Task description — Below is a listing. Render the stretch of it from the line containing "Put one marker on each instance of the frozen" through the end of the listing, both ends included, as a JSON list of strings with one string per line and blank lines omitted.

Provided records —
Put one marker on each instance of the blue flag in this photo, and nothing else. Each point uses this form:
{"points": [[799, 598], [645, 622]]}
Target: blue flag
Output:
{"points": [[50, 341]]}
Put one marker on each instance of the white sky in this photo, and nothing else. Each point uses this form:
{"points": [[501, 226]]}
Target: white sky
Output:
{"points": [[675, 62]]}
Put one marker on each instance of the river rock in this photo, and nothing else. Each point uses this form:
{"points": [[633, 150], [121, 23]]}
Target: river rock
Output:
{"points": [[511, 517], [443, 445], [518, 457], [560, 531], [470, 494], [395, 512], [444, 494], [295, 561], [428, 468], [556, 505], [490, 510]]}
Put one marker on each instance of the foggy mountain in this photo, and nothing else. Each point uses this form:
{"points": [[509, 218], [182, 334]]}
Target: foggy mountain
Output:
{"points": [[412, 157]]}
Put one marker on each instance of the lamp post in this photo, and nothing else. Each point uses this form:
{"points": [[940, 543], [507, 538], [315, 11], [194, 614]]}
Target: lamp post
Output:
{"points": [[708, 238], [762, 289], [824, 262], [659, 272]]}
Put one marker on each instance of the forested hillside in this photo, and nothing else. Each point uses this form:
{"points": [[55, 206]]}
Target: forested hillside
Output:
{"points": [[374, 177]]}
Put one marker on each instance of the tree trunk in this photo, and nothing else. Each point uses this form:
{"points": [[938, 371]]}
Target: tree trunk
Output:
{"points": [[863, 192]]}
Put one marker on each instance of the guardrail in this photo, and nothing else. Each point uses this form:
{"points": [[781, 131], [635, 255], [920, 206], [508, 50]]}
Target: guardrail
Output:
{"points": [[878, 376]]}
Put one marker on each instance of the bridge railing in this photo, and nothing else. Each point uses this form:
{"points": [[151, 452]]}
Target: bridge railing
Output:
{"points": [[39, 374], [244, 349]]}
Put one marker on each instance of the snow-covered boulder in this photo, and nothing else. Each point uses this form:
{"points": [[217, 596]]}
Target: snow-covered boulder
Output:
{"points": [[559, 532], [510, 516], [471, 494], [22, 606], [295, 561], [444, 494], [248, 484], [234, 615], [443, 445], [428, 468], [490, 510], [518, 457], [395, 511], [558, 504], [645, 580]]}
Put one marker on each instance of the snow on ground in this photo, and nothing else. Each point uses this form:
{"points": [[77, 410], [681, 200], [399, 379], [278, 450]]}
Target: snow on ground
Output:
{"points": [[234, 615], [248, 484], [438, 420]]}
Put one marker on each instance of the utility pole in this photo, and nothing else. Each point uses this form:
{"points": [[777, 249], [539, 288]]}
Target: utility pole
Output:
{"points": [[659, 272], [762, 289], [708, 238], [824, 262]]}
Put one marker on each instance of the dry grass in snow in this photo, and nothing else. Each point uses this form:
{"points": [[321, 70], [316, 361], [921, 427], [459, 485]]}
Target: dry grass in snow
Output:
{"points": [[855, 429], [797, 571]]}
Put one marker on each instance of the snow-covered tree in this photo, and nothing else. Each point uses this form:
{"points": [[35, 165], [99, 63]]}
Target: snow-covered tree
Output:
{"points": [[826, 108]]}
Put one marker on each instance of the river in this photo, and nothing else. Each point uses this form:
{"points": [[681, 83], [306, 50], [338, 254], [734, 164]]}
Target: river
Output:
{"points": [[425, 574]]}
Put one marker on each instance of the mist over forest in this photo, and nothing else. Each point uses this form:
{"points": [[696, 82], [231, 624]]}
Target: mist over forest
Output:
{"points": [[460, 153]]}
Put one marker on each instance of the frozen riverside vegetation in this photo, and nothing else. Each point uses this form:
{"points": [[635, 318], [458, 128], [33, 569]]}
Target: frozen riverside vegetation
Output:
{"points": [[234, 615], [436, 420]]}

The result —
[
  "Put one marker on each instance of the frozen riverside vegetation in this photo, and nothing else. Each point uses this form:",
  "{\"points\": [[635, 318], [458, 128], [33, 569]]}",
  "Target: frozen riverside vegetation",
  "Output:",
  "{\"points\": [[234, 615], [436, 420]]}"
]